MATERIAL PROVIDED >>
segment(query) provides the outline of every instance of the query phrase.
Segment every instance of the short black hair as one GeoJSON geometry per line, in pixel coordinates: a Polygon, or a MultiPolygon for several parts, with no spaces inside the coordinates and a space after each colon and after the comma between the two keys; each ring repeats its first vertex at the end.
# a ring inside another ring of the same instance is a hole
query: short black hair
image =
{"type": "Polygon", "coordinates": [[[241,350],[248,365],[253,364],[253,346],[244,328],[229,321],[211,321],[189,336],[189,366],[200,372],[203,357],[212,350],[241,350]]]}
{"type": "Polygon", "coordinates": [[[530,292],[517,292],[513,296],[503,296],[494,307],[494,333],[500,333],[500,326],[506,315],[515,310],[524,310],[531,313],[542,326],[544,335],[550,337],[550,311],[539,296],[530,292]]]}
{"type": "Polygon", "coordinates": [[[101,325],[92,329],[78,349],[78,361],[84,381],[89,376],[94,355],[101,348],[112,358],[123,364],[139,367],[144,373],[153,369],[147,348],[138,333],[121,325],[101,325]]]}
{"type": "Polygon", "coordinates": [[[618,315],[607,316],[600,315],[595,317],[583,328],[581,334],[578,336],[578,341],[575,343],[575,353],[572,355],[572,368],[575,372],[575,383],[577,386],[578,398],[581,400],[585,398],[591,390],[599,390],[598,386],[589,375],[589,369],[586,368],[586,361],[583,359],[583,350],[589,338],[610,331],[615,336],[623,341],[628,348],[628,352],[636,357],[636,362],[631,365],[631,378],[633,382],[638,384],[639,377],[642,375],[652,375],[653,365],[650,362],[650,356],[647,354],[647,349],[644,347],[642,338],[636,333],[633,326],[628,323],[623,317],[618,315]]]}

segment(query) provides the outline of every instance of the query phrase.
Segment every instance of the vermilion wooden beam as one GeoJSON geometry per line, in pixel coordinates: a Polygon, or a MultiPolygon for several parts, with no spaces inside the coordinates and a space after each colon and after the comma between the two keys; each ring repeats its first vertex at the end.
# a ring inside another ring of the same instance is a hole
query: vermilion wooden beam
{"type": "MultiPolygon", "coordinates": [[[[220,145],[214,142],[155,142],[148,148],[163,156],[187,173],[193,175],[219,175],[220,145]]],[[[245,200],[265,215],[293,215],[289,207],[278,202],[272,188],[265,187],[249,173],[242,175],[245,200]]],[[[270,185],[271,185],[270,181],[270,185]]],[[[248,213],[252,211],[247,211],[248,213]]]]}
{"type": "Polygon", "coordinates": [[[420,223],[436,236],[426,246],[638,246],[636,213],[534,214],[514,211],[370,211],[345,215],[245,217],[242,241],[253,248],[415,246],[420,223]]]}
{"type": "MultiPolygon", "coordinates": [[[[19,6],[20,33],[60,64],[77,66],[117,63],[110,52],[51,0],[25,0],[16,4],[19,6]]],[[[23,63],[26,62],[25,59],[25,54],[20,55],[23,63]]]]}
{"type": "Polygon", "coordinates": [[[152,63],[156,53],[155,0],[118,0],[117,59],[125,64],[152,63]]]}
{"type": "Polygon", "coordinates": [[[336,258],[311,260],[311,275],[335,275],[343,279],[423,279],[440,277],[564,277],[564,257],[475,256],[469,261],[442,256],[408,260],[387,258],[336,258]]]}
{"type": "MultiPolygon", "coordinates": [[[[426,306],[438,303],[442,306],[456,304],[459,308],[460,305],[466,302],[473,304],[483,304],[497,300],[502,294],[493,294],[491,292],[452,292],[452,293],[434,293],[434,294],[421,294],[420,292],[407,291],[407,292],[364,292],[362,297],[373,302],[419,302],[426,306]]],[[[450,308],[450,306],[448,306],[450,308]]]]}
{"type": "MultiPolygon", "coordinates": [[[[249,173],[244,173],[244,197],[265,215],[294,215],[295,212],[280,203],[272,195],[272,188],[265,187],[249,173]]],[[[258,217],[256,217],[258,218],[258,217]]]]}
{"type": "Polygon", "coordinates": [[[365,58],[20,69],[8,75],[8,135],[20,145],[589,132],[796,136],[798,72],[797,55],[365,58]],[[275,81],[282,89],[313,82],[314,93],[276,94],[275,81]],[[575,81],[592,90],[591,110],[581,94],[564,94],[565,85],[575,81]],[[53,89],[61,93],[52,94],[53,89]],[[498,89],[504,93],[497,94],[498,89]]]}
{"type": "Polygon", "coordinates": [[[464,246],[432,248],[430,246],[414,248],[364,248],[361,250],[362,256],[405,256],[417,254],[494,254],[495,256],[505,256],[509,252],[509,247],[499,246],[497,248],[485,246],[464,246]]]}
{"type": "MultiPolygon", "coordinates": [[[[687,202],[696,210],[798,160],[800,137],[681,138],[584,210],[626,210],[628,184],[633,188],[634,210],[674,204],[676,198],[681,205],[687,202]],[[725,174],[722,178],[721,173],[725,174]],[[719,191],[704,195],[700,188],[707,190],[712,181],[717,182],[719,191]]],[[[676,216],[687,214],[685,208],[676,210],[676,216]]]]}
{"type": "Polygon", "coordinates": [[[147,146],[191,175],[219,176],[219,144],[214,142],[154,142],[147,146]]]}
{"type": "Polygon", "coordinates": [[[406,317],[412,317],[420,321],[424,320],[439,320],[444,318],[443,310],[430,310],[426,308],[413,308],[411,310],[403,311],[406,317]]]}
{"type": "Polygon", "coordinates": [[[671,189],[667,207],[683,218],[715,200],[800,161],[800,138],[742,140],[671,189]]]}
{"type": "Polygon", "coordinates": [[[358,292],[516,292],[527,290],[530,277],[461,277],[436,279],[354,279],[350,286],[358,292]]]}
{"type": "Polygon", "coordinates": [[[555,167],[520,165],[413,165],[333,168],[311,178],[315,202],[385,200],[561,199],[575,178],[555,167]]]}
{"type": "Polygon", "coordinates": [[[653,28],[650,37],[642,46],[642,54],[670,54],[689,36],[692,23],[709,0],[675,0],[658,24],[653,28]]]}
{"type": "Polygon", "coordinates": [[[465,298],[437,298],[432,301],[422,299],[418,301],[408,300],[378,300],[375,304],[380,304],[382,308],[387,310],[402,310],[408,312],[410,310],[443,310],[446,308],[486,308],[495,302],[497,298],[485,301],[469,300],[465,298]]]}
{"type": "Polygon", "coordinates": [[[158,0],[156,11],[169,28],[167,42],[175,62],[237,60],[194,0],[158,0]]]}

WHAT THIS TASK INVOLVES >> Transcribe the lines above between the line holding "Segment every instance of the short" and the line holding "query: short black hair", inclusive, exactly as they stand and with nothing added.

SOLVED PROBLEM >>
Segment every instance of the short black hair as one GeoJSON geometry per line, in pixel coordinates: a Polygon, or a MultiPolygon for several parts, with no spaces inside the coordinates and a space after each colon and after the comma between the two keys; each ring repeats its first vertex at the end.
# a ring inside another ring of the same instance is a hole
query: short black hair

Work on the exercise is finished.